# INSTRUCTION:
Rewrite the items below as a numbered list, omitting any blank lines.

[Source data]
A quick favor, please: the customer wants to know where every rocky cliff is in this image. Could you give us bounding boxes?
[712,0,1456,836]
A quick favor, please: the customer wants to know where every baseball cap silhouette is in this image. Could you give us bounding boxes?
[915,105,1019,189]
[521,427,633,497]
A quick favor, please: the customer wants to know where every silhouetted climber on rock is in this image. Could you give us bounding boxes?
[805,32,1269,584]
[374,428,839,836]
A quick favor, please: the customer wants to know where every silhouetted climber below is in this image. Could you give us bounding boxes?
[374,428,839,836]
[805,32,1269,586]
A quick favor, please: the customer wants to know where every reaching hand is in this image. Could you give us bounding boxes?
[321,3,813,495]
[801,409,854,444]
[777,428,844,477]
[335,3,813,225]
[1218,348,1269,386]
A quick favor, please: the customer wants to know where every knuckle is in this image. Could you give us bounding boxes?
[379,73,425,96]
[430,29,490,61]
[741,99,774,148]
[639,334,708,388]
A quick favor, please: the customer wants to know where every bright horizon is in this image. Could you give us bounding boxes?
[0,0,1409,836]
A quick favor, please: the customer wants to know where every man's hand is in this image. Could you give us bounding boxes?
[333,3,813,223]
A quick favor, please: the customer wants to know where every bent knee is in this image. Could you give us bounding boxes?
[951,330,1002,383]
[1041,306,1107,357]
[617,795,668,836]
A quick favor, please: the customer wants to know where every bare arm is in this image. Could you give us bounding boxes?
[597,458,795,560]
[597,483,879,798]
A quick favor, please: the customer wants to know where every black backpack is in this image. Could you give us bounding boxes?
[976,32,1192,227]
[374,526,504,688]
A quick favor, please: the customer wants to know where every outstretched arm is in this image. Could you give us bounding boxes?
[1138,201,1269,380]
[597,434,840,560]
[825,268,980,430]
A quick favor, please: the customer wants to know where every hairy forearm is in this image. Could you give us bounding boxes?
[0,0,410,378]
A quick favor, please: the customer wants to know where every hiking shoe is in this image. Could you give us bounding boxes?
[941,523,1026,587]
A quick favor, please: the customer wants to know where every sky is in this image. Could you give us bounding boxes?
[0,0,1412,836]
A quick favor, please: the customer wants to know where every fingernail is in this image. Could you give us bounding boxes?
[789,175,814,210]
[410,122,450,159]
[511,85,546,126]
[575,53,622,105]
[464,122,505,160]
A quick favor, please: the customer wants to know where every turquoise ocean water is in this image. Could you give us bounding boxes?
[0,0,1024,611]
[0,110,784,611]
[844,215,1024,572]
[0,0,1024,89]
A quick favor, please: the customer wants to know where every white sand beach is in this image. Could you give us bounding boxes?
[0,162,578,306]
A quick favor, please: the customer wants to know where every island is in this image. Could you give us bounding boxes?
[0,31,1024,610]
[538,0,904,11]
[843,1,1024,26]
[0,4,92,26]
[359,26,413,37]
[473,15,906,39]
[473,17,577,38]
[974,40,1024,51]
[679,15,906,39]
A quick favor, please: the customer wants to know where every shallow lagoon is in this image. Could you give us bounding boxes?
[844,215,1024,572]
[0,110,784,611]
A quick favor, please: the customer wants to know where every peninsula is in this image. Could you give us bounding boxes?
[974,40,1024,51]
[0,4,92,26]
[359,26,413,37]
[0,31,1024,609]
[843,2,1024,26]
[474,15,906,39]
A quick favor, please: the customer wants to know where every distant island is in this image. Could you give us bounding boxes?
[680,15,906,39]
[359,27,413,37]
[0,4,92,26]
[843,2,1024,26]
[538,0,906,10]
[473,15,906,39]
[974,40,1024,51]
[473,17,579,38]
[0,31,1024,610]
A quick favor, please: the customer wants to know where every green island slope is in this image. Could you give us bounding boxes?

# OUTPUT FOR THIS TASK:
1. A quick favor, please: the customer wants to know where every rocky cliff is in this image. Could you give us bounding boxes?
2. [712,0,1456,836]
3. A quick favor, please: the customer wants to know where every baseball cap silhouette is in this image. Could you give us bounding boxes?
4. [915,105,1019,189]
5. [521,427,633,497]
6. A quick favor, please: the customer wants to know where every silhouetted climber on rock is in this image. Could you give us bounding boxes?
7. [805,32,1269,584]
8. [374,428,839,836]
9. A quick favor, please: the customer wants to know where every silhouetted climber below is in this image. Could you give us bounding boxes?
10. [374,428,839,836]
11. [805,32,1269,586]
12. A quick favor, please: the customer wants to know where every reaching hand is in this image. Could you give us bounding boxes?
13. [321,3,813,495]
14. [801,409,854,444]
15. [777,428,844,477]
16. [335,3,813,225]
17. [1218,348,1269,386]
18. A quick favor, please: the customer wants to know where every knuckle is in this image. Could you give us bounding boxes?
19. [379,73,425,96]
20. [430,29,490,61]
21. [741,99,774,148]
22. [639,334,708,388]
23. A quick favor, please: the customer wants to know where every bright horizon is in this image. Could you give us bounding boxes?
24. [0,0,1409,836]
25. A quick favor, please: the customer wants to know where every man's hand is in this image. Could you give us bounding boxes?
26. [333,3,813,223]
27. A quick favor, please: the customer wants to know where every bent knee is in this image. Could you give us bounding boxes?
28. [951,330,1002,383]
29. [1041,306,1107,357]
30. [617,795,668,836]
31. A quick favor, please: the customer wants to know where every bare arm is in this image. Could you give us bounding boxes?
32. [597,458,795,560]
33. [597,483,879,798]
34. A quick favor, please: the customer wants to know where every black backpack is in this image. Could you give us bounding boxes?
35. [976,32,1192,227]
36. [374,526,504,688]
37. A quick favor, please: the customer wants to know where every outstretched arm is in this image. Could you give us bounding boxes?
38. [1138,201,1269,380]
39. [597,434,840,560]
40. [825,268,980,430]
41. A quick favor, please: the customer wants to know where every hairy forearm is in this image. Could you give us bounding boxes?
42. [0,0,410,378]
43. A quick favor, please: the customer wants to know where every hiking shoe is in this image. Could you give us bounding boxes?
44. [941,523,1026,587]
45. A quick favor, please: the customer wants to know where every sky is in this image. Could you give us bounding boxes?
46. [0,0,1412,836]
47. A quick favor, please: the customer wants to know where every fingernail is in this image. Could you give us bounding boxes?
48. [789,175,814,210]
49. [410,122,450,159]
50. [511,85,546,126]
51. [575,53,622,105]
52. [464,122,505,160]
53. A quick favor, please: the customer wants to know where every turquoise ocean water is in this image. Could you give us bounding boxes?
54. [0,0,1024,611]
55. [0,110,784,611]
56. [844,215,1024,572]
57. [0,0,1024,89]
58. A quick favor, please: the customer wants to know where every white sand beach is in this image. Could you give us bounding boxes?
59. [0,162,578,306]
60. A quick favor, please: the customer wants to know where every island is in this image. Could you give us bounding boxes?
61. [0,31,1024,610]
62. [538,0,904,11]
63. [843,1,1024,26]
64. [0,4,92,26]
65. [359,26,413,37]
66. [473,15,906,39]
67. [473,17,577,38]
68. [974,40,1024,51]
69. [679,15,906,39]
70. A quick favor, please: the customer wants to know where every shallow lagoon is in this image. Could you give us bounding boxes?
71. [844,215,1024,572]
72. [0,110,784,611]
73. A quick favor, please: the customer wants to know where every peninsula is in this image. Could you give us bounding boxes?
74. [974,40,1024,51]
75. [0,4,92,26]
76. [359,26,413,37]
77. [0,31,1024,609]
78. [843,2,1024,26]
79. [474,15,906,39]
80. A quick favor, please: the customer wants to know where every distant island is in this image. Could you give us bounding boxes?
81. [680,15,906,39]
82. [359,27,413,37]
83. [0,4,92,26]
84. [843,2,1024,26]
85. [538,0,906,10]
86. [473,15,906,39]
87. [974,40,1024,51]
88. [473,17,579,38]
89. [0,31,1024,610]
90. A quick favor, please: the customer wants to know where every green island slope is in this image. Could you give us bounding boxes?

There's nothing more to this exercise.